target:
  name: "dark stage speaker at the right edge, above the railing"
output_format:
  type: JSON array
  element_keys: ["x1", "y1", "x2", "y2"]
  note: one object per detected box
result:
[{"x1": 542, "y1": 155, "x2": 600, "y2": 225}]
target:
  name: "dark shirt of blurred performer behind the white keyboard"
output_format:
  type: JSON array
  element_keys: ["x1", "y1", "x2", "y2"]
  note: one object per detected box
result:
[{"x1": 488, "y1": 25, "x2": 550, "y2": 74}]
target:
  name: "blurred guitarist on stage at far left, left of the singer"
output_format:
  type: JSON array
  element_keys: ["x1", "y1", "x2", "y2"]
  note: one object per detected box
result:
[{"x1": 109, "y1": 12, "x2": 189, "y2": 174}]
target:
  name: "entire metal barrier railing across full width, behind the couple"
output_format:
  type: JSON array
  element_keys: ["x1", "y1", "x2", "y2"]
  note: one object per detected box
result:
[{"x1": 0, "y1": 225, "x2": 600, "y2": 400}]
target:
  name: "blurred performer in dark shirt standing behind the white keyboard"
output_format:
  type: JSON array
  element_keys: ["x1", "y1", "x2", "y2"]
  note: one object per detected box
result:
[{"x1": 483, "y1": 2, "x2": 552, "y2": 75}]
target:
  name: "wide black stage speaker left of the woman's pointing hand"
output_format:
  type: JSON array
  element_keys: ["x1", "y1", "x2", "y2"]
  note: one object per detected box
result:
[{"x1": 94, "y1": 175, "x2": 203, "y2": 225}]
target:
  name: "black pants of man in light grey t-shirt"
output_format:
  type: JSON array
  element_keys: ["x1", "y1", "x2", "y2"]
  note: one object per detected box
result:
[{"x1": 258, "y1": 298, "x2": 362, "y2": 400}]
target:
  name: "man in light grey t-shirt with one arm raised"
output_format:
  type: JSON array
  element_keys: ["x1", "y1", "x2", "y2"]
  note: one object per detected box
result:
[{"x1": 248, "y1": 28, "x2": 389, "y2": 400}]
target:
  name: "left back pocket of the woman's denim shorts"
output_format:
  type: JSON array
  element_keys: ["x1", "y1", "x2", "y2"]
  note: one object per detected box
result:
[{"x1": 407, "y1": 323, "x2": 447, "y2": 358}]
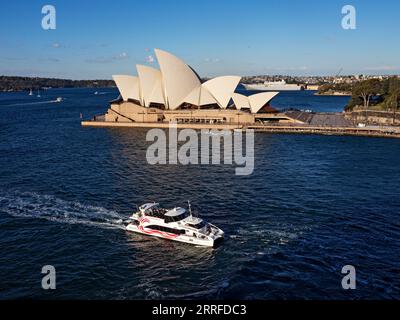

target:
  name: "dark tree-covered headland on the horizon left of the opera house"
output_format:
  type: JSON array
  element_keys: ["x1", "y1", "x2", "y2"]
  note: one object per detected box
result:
[{"x1": 0, "y1": 76, "x2": 115, "y2": 91}]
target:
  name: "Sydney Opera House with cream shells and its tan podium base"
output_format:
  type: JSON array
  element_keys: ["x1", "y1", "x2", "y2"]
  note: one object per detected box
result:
[{"x1": 95, "y1": 49, "x2": 292, "y2": 124}]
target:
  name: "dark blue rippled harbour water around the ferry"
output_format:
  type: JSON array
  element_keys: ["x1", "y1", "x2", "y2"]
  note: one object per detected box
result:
[{"x1": 0, "y1": 89, "x2": 400, "y2": 299}]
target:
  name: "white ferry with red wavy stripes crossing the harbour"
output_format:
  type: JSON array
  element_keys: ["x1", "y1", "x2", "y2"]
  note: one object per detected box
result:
[{"x1": 125, "y1": 202, "x2": 224, "y2": 247}]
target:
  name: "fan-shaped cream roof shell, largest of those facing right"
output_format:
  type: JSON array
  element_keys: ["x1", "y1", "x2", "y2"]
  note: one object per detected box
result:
[{"x1": 203, "y1": 76, "x2": 241, "y2": 109}]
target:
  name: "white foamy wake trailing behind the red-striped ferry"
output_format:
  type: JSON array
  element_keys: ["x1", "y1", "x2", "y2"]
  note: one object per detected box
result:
[{"x1": 0, "y1": 192, "x2": 126, "y2": 229}]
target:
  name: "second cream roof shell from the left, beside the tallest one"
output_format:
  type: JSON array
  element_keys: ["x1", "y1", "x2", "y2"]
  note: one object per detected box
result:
[{"x1": 136, "y1": 65, "x2": 166, "y2": 107}]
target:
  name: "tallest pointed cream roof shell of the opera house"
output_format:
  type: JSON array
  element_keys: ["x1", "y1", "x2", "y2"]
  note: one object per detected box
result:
[{"x1": 154, "y1": 49, "x2": 201, "y2": 110}]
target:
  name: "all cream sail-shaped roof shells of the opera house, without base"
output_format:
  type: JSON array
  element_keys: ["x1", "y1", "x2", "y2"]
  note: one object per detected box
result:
[{"x1": 113, "y1": 49, "x2": 278, "y2": 113}]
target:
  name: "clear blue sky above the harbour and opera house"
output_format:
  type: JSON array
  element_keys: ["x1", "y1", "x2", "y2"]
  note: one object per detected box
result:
[{"x1": 0, "y1": 0, "x2": 400, "y2": 79}]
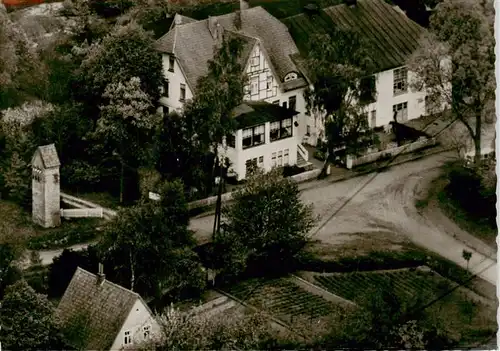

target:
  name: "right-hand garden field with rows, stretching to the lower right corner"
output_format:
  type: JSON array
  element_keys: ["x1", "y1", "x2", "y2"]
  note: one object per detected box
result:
[{"x1": 300, "y1": 267, "x2": 497, "y2": 346}]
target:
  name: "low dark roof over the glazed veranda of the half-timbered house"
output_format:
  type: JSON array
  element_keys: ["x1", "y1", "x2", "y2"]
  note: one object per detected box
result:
[{"x1": 232, "y1": 101, "x2": 298, "y2": 129}]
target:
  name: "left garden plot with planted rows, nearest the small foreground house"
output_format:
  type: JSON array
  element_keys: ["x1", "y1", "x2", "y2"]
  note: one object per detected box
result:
[{"x1": 227, "y1": 278, "x2": 343, "y2": 327}]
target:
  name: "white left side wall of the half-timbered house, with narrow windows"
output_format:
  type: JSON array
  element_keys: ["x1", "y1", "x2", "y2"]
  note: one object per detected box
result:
[{"x1": 160, "y1": 54, "x2": 193, "y2": 112}]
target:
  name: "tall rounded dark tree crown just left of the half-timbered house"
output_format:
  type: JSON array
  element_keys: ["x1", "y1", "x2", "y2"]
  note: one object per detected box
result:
[{"x1": 74, "y1": 23, "x2": 163, "y2": 118}]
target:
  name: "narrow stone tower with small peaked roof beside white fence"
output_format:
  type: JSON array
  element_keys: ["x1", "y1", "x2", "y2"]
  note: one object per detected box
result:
[{"x1": 31, "y1": 144, "x2": 61, "y2": 228}]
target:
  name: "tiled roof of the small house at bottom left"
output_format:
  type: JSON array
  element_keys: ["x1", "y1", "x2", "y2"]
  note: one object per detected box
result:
[{"x1": 56, "y1": 267, "x2": 147, "y2": 350}]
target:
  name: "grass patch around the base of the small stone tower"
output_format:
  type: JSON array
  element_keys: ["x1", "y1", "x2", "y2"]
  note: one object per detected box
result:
[{"x1": 0, "y1": 200, "x2": 103, "y2": 250}]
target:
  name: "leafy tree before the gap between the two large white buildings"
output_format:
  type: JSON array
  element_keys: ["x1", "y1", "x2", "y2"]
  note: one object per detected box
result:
[{"x1": 305, "y1": 27, "x2": 375, "y2": 177}]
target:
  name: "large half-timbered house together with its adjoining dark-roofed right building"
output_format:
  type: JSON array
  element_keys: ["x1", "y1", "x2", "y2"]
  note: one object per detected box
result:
[{"x1": 156, "y1": 0, "x2": 429, "y2": 180}]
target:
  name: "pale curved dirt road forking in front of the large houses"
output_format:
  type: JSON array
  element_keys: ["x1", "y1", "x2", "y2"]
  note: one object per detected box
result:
[{"x1": 190, "y1": 152, "x2": 497, "y2": 285}]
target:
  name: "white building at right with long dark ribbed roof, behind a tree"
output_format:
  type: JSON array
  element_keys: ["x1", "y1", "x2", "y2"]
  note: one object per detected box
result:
[{"x1": 283, "y1": 0, "x2": 440, "y2": 144}]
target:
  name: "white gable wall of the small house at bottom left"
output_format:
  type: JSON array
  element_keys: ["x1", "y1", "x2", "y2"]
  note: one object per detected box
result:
[{"x1": 111, "y1": 299, "x2": 160, "y2": 350}]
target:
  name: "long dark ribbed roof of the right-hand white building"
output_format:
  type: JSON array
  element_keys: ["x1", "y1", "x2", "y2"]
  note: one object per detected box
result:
[{"x1": 283, "y1": 0, "x2": 425, "y2": 72}]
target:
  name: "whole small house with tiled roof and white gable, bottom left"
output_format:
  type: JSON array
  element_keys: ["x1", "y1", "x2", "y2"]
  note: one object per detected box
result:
[{"x1": 56, "y1": 267, "x2": 160, "y2": 350}]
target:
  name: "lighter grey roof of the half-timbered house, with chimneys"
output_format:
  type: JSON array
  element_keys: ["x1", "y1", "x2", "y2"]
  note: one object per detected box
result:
[{"x1": 156, "y1": 6, "x2": 299, "y2": 92}]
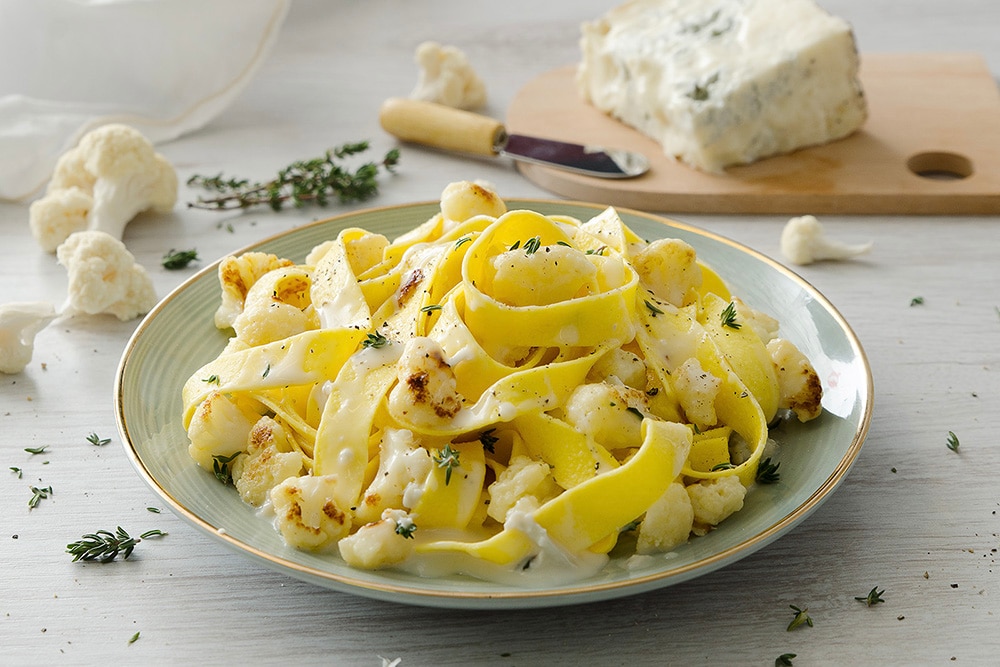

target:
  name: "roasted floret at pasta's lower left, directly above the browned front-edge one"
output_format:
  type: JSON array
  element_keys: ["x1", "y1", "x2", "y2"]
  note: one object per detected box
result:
[{"x1": 232, "y1": 417, "x2": 303, "y2": 506}]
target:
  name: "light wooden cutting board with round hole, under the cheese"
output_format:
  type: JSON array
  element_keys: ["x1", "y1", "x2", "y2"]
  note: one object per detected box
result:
[{"x1": 506, "y1": 54, "x2": 1000, "y2": 215}]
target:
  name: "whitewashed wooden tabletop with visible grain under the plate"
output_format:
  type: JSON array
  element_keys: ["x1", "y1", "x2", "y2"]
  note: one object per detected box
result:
[{"x1": 0, "y1": 0, "x2": 1000, "y2": 666}]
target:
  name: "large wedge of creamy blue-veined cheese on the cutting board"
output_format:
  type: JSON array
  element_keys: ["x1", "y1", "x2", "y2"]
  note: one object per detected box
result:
[{"x1": 577, "y1": 0, "x2": 867, "y2": 172}]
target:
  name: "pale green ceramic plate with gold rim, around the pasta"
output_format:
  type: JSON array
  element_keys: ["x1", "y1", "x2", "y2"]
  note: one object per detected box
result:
[{"x1": 115, "y1": 200, "x2": 872, "y2": 609}]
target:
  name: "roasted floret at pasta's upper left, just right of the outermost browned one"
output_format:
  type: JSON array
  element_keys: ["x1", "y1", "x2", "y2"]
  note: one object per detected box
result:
[{"x1": 233, "y1": 266, "x2": 319, "y2": 346}]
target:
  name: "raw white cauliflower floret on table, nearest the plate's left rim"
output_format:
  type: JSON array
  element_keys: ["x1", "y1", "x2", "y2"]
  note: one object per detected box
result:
[{"x1": 56, "y1": 231, "x2": 156, "y2": 321}]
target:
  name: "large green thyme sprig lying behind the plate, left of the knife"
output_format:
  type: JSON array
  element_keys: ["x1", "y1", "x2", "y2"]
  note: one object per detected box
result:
[{"x1": 187, "y1": 141, "x2": 399, "y2": 211}]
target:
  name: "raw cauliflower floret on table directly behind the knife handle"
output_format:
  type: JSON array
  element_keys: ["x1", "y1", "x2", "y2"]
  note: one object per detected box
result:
[{"x1": 410, "y1": 42, "x2": 486, "y2": 109}]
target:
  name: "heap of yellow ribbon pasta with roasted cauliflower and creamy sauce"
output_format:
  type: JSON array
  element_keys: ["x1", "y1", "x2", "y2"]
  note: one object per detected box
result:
[{"x1": 183, "y1": 182, "x2": 822, "y2": 583}]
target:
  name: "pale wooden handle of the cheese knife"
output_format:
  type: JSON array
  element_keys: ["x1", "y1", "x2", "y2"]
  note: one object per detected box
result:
[{"x1": 379, "y1": 97, "x2": 507, "y2": 155}]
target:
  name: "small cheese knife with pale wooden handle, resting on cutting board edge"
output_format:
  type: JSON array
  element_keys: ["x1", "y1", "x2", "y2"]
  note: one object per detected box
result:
[{"x1": 379, "y1": 97, "x2": 649, "y2": 178}]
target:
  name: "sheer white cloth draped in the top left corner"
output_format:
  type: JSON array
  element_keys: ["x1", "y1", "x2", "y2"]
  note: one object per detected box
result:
[{"x1": 0, "y1": 0, "x2": 290, "y2": 199}]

****************

» **Work item**
Pick out, from the lines above, every one that contains the string "cheese".

» **Response**
  name: "light wooden cutting board with round hole, under the cheese"
  name: "large wedge of creamy blue-veined cheese on the cutting board"
  name: "pale wooden handle of the cheese knife"
  name: "small cheese knife with pale wooden handle, resting on cutting board edge"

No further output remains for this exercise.